WORK ITEM
Reply with each record repeated exactly.

::: TASK MATERIAL :::

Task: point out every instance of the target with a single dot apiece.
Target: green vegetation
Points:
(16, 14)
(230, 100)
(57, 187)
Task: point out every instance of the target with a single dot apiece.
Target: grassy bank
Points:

:::

THE COMPLETED TASK
Task: point out every instance of the target with a single dot apiece.
Target: green vegetation
Points:
(16, 14)
(230, 100)
(57, 187)
Task: point out every instance of the target with a single dot apiece.
Target: grassy bank
Points:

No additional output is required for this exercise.